* **ASSIGNMENT**
Please rewrite the paragraph in the thread that begins "I began dissolving a small amount" as a short bulleted list that keeps its main facts.

# An experimental cure for short toungue syndrome - positive results.



## Louis (Apr 23, 2014)

I don't keep dart frogs but I do breed geckos and have a better than average understanding of amphibian care, recently I assumed ownership of several baby toads that were on the point of death due to malnutrition. All of them were suffering from severe short tongue syndrome or Hypovitaminosis A.
I made the difficult decision to euthanise two of them as they were also fatally calcium deficient and were no longer capable of moving under their own power whatsoever due to bendy limbs and were horriby bloated due to bacterial infection as a result of their compromised immune systems.
The rest of them I decided to at least try to save given that they were still able to move under their own power but could not capture prey at all and it was heartbreaking watching them desperately lunging at prey but failing utterly to deploy their tongues. Due to uniquely difficult circumstances as a result of the pandemic it was literally impossible to get them to a specialist vet for appropriate treatement so I felt I had no option but to do what I could for them without professional oversight. 
I read a paper which found that topical application of water soluble vitamin A in the form of retinol was more effective at restoring vitamin A levels in the vital organs than dusting food and given that they were incapable of catching prey at all it seemed this represented the only viable road to recovery. I did not have a source of water soluble vitamin A available to me in time to be of use to the toads other than repashy vitamin A plus which contains retinol as well as carotenes and decided as they would have no chance of survival without intervention that it was worth risking a less than ideal approach to try and save them.
I began dissolving a small amount of repashy vitamin A plus in water and applying a few drops every other day to the toads backs with a pipette as well as offering dusted flies daily. I was of course concerned that the other ingredients could potentially be harmful when applied in such a manner but the certainty of death if I took no action seemed to justify the risk and I watched closely for any signs that the treatment was increasing the animals suffering. One toad did pass away during the course of this treatment however none exhibited any reaction at all to the application of the drops although initially they remained lethargic and unable to feed.
I am pleased to report that after only a week of this treatment ALL of the toads began showing increased vitality and now after two weeks every single one of them has regained the use of its tongue and has begun feeding on dusted fruit flies and tiny baby soldier fly larvae. I am totally convinced that the topical application of vitamin A plus is responsible for restoring their ability to feed and while their road to recovery continues - all the remaining specimens are gaining weight and moving around actively seeking out food.
Of seven toads, two were euthanised by freezing. Of the five remaining that received the topical applications of vitamin A plus, one perished within 3 days, and the remaining four now appear to be gaining weight and are on their way towards a full recovery.
The toads had been raised from tadpoles by someone with good intentions but who was ignroant of their dietary requirements.
I know that many of you will disapprove of this experiment given the risks involved but you must take my word for it that obtaining proffessional care for them was completely impossible under the circumstances. I wish that I had a more precise and scientific report on my 'protocol' for you but I feel that the information is potentially useful and worth sharing here anyway as I know that short tongue syndrome has beeen discussed many times before on DB.


----------



## Kmc (Jul 26, 2019)

How Excellent.


----------



## Fahad (Aug 25, 2019)

What was the ratio of dissolved Vitamin A Plus to water?

Stored data entries:
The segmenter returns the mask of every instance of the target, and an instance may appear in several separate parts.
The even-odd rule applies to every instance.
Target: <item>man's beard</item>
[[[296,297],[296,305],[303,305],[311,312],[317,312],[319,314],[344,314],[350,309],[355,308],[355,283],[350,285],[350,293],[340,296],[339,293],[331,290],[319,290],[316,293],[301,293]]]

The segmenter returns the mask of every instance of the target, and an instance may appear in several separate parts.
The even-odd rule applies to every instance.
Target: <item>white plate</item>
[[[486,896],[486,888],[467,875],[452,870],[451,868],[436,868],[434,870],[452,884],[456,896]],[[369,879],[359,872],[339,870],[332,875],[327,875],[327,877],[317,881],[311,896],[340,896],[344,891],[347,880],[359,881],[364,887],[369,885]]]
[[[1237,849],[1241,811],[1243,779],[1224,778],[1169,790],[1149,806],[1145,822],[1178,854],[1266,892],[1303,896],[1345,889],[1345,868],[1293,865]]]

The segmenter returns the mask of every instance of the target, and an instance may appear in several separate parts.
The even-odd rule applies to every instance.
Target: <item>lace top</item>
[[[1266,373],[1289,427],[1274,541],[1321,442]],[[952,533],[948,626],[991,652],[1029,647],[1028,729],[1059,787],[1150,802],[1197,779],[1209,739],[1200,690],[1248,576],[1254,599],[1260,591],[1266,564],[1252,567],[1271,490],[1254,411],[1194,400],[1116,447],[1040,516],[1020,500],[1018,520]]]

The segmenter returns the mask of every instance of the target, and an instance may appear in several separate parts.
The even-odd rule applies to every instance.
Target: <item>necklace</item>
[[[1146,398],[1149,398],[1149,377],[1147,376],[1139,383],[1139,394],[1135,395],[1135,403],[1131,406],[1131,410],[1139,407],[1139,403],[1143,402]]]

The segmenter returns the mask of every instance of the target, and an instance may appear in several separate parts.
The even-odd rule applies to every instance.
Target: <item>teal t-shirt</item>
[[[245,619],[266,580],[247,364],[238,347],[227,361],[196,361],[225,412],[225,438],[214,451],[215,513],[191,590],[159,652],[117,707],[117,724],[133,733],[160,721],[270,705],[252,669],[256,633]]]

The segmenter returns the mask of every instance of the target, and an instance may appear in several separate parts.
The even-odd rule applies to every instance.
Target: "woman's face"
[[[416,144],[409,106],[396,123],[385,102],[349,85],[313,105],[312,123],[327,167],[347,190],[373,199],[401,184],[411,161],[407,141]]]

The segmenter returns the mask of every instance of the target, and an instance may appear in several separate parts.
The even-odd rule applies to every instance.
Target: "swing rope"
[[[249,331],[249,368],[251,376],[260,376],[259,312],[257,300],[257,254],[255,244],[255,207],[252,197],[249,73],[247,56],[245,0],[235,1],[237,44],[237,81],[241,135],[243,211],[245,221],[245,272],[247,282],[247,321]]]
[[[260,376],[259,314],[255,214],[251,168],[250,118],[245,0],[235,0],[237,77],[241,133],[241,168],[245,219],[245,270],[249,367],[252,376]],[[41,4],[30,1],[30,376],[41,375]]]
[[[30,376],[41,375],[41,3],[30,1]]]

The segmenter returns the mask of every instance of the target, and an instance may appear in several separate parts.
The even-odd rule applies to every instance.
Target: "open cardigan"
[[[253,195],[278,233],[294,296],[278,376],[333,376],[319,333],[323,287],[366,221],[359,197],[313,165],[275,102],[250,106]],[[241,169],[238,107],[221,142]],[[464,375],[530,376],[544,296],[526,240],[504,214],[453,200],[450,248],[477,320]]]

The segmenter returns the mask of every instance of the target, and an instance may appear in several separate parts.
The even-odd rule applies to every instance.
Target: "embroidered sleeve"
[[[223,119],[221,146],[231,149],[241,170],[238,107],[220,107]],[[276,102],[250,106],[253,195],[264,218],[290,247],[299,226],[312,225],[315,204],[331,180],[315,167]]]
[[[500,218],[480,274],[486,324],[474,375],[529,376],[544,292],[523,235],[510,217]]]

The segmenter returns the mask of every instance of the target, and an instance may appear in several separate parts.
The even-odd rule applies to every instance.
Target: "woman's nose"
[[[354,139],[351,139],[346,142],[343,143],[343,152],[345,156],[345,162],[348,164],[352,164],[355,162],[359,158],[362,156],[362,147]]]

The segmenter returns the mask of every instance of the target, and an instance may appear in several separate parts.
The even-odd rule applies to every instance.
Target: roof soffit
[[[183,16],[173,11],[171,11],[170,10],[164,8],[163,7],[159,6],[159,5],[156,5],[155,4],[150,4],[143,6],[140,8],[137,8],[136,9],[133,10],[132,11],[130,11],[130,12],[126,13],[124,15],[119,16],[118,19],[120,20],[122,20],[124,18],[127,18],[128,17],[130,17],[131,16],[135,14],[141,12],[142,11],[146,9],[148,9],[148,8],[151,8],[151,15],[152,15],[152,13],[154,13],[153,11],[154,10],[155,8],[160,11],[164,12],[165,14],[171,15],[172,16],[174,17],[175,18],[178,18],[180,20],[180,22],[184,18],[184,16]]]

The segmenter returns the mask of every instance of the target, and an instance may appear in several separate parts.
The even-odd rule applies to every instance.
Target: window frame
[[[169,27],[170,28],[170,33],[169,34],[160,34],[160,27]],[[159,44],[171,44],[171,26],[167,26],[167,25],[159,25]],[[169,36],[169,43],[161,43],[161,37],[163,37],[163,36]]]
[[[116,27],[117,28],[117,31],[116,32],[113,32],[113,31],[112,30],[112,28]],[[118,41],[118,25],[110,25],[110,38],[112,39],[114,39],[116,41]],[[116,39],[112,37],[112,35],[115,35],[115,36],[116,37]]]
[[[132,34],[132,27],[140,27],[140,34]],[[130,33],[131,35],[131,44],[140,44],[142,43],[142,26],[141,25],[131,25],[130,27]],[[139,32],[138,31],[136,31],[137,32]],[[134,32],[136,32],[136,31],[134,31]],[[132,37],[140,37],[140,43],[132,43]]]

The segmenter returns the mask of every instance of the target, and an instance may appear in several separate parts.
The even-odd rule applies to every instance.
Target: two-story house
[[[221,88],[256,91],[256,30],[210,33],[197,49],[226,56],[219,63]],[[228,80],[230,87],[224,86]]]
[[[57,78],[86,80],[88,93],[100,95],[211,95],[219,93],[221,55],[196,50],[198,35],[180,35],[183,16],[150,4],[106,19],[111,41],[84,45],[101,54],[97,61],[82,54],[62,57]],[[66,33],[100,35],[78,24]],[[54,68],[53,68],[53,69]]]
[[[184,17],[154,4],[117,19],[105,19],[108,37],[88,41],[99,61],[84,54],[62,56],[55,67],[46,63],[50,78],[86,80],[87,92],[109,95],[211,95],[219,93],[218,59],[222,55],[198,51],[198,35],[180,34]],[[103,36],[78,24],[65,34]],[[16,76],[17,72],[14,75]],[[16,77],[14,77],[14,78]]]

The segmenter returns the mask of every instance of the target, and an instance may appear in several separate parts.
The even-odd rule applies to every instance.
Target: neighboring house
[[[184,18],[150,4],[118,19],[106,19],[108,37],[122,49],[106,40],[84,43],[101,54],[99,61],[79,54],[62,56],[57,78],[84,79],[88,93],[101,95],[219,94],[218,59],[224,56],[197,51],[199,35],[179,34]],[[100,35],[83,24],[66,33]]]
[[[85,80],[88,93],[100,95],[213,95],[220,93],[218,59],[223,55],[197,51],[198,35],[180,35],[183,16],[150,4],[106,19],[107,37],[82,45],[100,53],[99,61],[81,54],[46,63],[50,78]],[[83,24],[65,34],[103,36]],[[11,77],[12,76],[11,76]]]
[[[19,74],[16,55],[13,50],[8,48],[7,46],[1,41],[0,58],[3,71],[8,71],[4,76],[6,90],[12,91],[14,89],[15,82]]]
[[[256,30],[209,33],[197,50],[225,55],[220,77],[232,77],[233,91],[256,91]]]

* **YOUR RESPONSE**
- A small amount of repashy vitamin A plus was dissolved in water.
- A few drops were applied to the toads' backs with a pipette every other day.
- Dusted flies were offered daily.
- There was concern that the other ingredients might be harmful when applied this way. The risk seemed justified because the toads would certainly die without action.
- The animals were watched closely for any sign that the treatment was adding to their suffering.
- One toad died during the treatment.
- None reacted to the drops, but at first the toads stayed lethargic and unable to feed.